== 抜粋 ==

────────────────────

探検釣行記
土佐のアカメ

浦戸湾の121cm タグ&リリース フライロッドで100cm

 アカメと言うとすぐに四万十川を思い浮かべる人も多いと思います。確かに(日本最後の清流)とまで言われる雄大な川の河口に立ち込んでキャストするイメージを持っているアングラーも多く、世界記録のアカメもこの四万十川河口で釣られています。けれども四万十川でないとアカメはいないかと言うとそうではなく、実は都会のベイエリアにも多く生育しているのです。高知県の高知市は浦戸湾と言う大きな内湾に面し、幾つもの川が流れ込む為か、浦戸湾全体がアカメのポイントになっています。しかし、いくら浦戸湾にアカメのポイントが多いからと言って、そう簡単に釣れる魚ではありません。あまりに釣れない事から中には「幻のアカメ」とまで言われています私もアカメ狙いに行って、最初の1年は、まったくの○ボーズ。2年目の夏に、土佐レッドアイのO氏のアドバイスでやっと釣る事が出来たのです。1992年の8月の事でした。それからも毎年夏になると、数回大阪から遠征を繰り返していたのですが、けっして確立の高い釣りではありません(地元の人は釣っているかも知れませんが?)。その頃は、太平洋に面した漁港や小さな川の河口等を主に狙っていました。けれども1996年頃からアカメ釣りをまったくやめてしまったのです。理由は釣れないからではなく、大阪の釣りクラブと地元高知の釣人がポイントの取り合いとマナーの件でもめ事になり、一時は暴力事件?にまで達したと言う話でした。釣りに行ってもめ事に巻き込まれたくありません。確かに一時期、関西のアングラー達が、アカメ釣りに熱くなった時期がありました。ショアからの釣りの場合、どのジャンルの釣りでも同じですが、熱くなるとなんだかの問題がおこるのも事実です。そこで問われるのは、やはり我々釣人のマナーと大人的な判断行動だと思います。私の場合、全国各地に釣りに行きますが、知らない土地に行った場合、常に釣りをさせてもらっている事を念頭において釣っています。アカメ釣りの場合、ポイントや条件が限られる事もあって、1つのポイントに見知らぬ複数のアングラーが入る場合もあると思います。

────────────────────

== 課題 ==
抜粋によると、筆者が初めてアカメを釣ることができたのは何年の何月か。 データはこの作業には関係しない。

== 元データ ==
────────────────────

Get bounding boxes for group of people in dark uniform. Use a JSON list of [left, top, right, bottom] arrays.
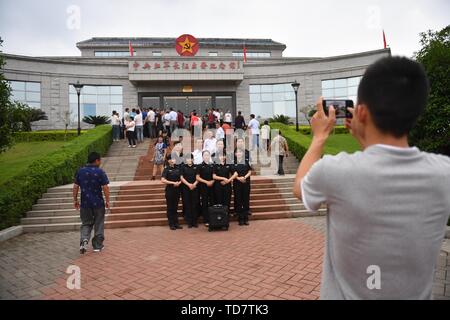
[[161, 139, 252, 230]]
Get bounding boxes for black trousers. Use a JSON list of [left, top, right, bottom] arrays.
[[182, 185, 199, 226], [166, 186, 180, 227], [214, 181, 231, 208], [200, 183, 214, 223], [233, 180, 250, 222], [277, 156, 284, 174], [127, 131, 136, 146]]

────────────────────

== 解答 ==
1992年の8月。